● Set task 1: Extract every line of the records that contains the string "target", treating uppercase and lowercase as distinct.

● Text provided:
---*---

Rome's census and taxation, the delay by Herod, and the birth of Jesus of Nazareth.

(1350.3) 122:7.1 In the month of March, 8 B.C. (the month Joseph and Mary were married), Caesar Augustus decreed that all inhabitants of the Roman Empire should be numbered, that a census should be made which could be used for effecting better taxation. The Jews had always been greatly prejudiced against any attempt to “number the people,” and this, in connection with the serious domestic difficulties of Herod, King of Judea, had conspired to cause the postponement of the taking of this census in the Jewish kingdom for one year. Throughout all the Roman Empire this census was registered in the year 8 B.C., except in the Palestinian kingdom of Herod, where it was taken in 7 B.C., one year later.

--> (1351.5) 122:8.1 All that night Mary was restless so that neither of them slept much. By the break of day the pangs of childbirth were well in evidence, and at noon, August 21, 7 B.C., with the help and kind ministrations of women fellow travelers, Mary was delivered of a male child. Jesus of Nazareth was born into the world, was wrapped in the clothes which Mary had brought along for such a possible contingency, and laid in a near-by manger.
(1351.6) 122:8.2 In just the same manner as all babies before that day and since have come into the world, the promised child was born; and on the eighth day, according to the Jewish practice, he was circumcised and formally named Joshua (Jesus).
(1351.7) 122:8.3 The next day after the birth of Jesus, Joseph made his enrollment. Meeting a man they had talked with two nights previously at Jericho, Joseph was taken by him to a well-to-do friend who had a room at the inn, and who said he would gladly exchange quarters with the Nazareth couple. That afternoon they moved up to the inn, where they lived for almost three weeks until they found lodgings in the home of a distant relative of Joseph.
(1351.8) 122:8.4 The second day after the birth of Jesus, Mary sent word to Elizabeth that her child had come and received word in return inviting Joseph up to Jerusalem to talk over all their affairs with Zacharias. The following week Joseph went to Jerusalem to confer with Zacharias. Both Zacharias and Elizabeth had become possessed with the sincere conviction that Jesus was indeed to become the Jewish deliverer, the Messiah, and that their son John was to be his chief of aides, his right-hand man of destiny. And since Mary held these same ideas, it was not difficult to prevail upon Joseph to remain in Bethlehem, the City of David, so that Jesus might grow up to become the successor of David on the throne of all Israel. Accordingly, they remained in Bethlehem more than a year, Joseph meantime working some at his carpenter’s trade.
(1352.1) 122:8.5 At the noontide birth of Jesus the seraphim of Urantia, assembled under their directors, did sing anthems of glory over the Bethlehem manger, but these utterances of praise were not heard by human ears. No shepherds nor any other mortal creatures came to pay homage to the babe of Bethlehem until the day of the arrival of certain priests from Ur, who were sent down from Jerusalem by Zacharias.

---*---

[Collection entries]
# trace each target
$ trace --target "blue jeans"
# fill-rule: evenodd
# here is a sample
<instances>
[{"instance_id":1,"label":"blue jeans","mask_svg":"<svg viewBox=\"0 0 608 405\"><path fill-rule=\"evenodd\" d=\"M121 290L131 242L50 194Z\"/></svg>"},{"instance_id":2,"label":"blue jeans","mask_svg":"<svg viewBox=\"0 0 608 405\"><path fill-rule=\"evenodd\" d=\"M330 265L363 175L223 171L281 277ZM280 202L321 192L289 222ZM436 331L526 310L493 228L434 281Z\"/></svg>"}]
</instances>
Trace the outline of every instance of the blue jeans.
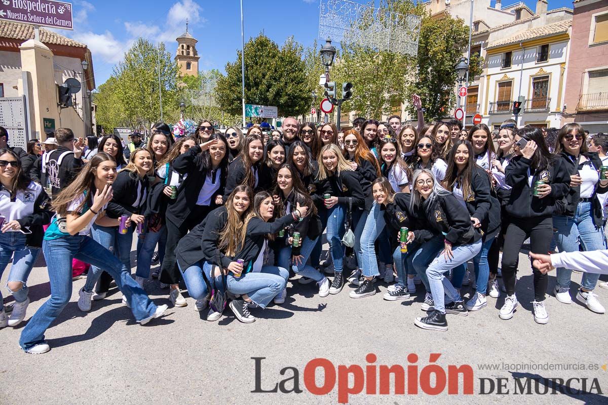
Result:
<instances>
[{"instance_id":1,"label":"blue jeans","mask_svg":"<svg viewBox=\"0 0 608 405\"><path fill-rule=\"evenodd\" d=\"M17 302L27 299L27 286L26 285L27 277L40 253L40 248L26 245L26 235L21 232L0 233L0 278L12 259L8 281L18 281L22 284L19 291L11 291ZM0 304L2 302L2 290L0 289Z\"/></svg>"},{"instance_id":2,"label":"blue jeans","mask_svg":"<svg viewBox=\"0 0 608 405\"><path fill-rule=\"evenodd\" d=\"M452 285L449 280L445 277L443 273L449 271L450 270L463 263L466 263L467 260L477 256L481 250L482 240L480 239L474 243L452 247L452 253L454 254L454 257L451 259L446 260L441 251L437 253L437 256L426 269L430 293L433 295L433 302L436 310L445 313L444 295L447 296L449 302L462 300L458 291Z\"/></svg>"},{"instance_id":3,"label":"blue jeans","mask_svg":"<svg viewBox=\"0 0 608 405\"><path fill-rule=\"evenodd\" d=\"M50 298L36 311L21 332L24 350L44 341L44 332L72 296L72 259L74 257L107 271L126 298L137 321L151 316L156 305L129 274L126 267L109 250L88 236L74 235L43 241L50 282Z\"/></svg>"},{"instance_id":4,"label":"blue jeans","mask_svg":"<svg viewBox=\"0 0 608 405\"><path fill-rule=\"evenodd\" d=\"M412 265L424 284L427 291L430 291L430 287L426 276L426 268L443 247L443 236L434 236L420 245L420 248L416 251L412 259Z\"/></svg>"},{"instance_id":5,"label":"blue jeans","mask_svg":"<svg viewBox=\"0 0 608 405\"><path fill-rule=\"evenodd\" d=\"M250 271L236 277L228 274L228 291L237 295L247 294L252 301L266 308L287 285L289 272L283 267L263 266L261 271Z\"/></svg>"},{"instance_id":6,"label":"blue jeans","mask_svg":"<svg viewBox=\"0 0 608 405\"><path fill-rule=\"evenodd\" d=\"M327 242L330 244L331 259L334 261L334 271L342 273L342 260L345 249L342 244L344 236L344 214L346 209L341 204L336 204L330 209L327 216Z\"/></svg>"},{"instance_id":7,"label":"blue jeans","mask_svg":"<svg viewBox=\"0 0 608 405\"><path fill-rule=\"evenodd\" d=\"M137 267L135 275L145 279L150 278L150 267L152 266L152 255L158 243L158 258L161 264L165 257L165 246L167 243L167 226L163 225L158 232L148 231L143 236L142 247L137 253Z\"/></svg>"},{"instance_id":8,"label":"blue jeans","mask_svg":"<svg viewBox=\"0 0 608 405\"><path fill-rule=\"evenodd\" d=\"M179 266L179 262L178 262L178 266ZM213 265L209 262L201 260L192 265L185 270L182 270L181 267L179 268L179 271L182 273L182 277L184 278L184 282L185 282L186 287L188 288L188 294L190 297L195 299L201 299L204 298L207 294L211 292L209 290L209 287L205 282L202 273L204 271L207 279L211 281L211 270L212 267ZM218 276L215 278L215 285L218 288L223 290L224 284L222 281L222 276ZM213 287L213 285L212 285L212 287Z\"/></svg>"},{"instance_id":9,"label":"blue jeans","mask_svg":"<svg viewBox=\"0 0 608 405\"><path fill-rule=\"evenodd\" d=\"M295 274L300 274L303 277L308 277L317 282L320 281L325 276L322 274L318 270L306 264L306 262L308 260L308 256L310 256L311 252L313 251L315 245L317 244L317 240L320 237L320 236L317 236L314 239L311 240L308 239L308 236L305 236L302 239L302 245L300 248L300 254L302 256L302 262L297 265L294 264L291 267ZM291 248L288 247L288 248L289 250L289 254L291 255ZM278 262L278 265L280 267L283 267L281 264L281 262Z\"/></svg>"},{"instance_id":10,"label":"blue jeans","mask_svg":"<svg viewBox=\"0 0 608 405\"><path fill-rule=\"evenodd\" d=\"M601 224L598 224L601 225ZM553 217L553 236L561 252L578 251L581 243L585 251L606 248L606 238L601 226L596 228L591 216L591 203L579 202L573 217ZM559 287L569 288L572 270L559 268L556 279ZM599 274L584 273L581 287L592 291L598 282Z\"/></svg>"},{"instance_id":11,"label":"blue jeans","mask_svg":"<svg viewBox=\"0 0 608 405\"><path fill-rule=\"evenodd\" d=\"M397 275L399 276L399 285L403 288L406 288L408 274L415 274L416 270L414 270L413 260L414 254L420 248L420 244L412 242L407 245L407 251L405 253L401 253L401 247L398 246L393 253L393 261L395 262L395 268L397 271ZM428 281L427 282L428 282Z\"/></svg>"},{"instance_id":12,"label":"blue jeans","mask_svg":"<svg viewBox=\"0 0 608 405\"><path fill-rule=\"evenodd\" d=\"M376 239L384 229L384 216L380 206L374 202L369 214L364 211L354 231L354 253L361 274L365 277L379 276L376 258Z\"/></svg>"},{"instance_id":13,"label":"blue jeans","mask_svg":"<svg viewBox=\"0 0 608 405\"><path fill-rule=\"evenodd\" d=\"M117 229L116 226L100 226L94 223L91 227L91 236L94 240L114 254ZM95 283L97 282L102 272L102 269L97 266L91 265L86 276L86 282L85 283L85 291L89 293L93 291Z\"/></svg>"}]
</instances>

---*---

● Set task 2: According to the passage on the census and the birth of Jesus, in what year was the census taken in Herod's kingdom?

● Exercise answer 1:
# trace each target
$ trace --target "blue jeans"

● Exercise answer 2: 7 B.C.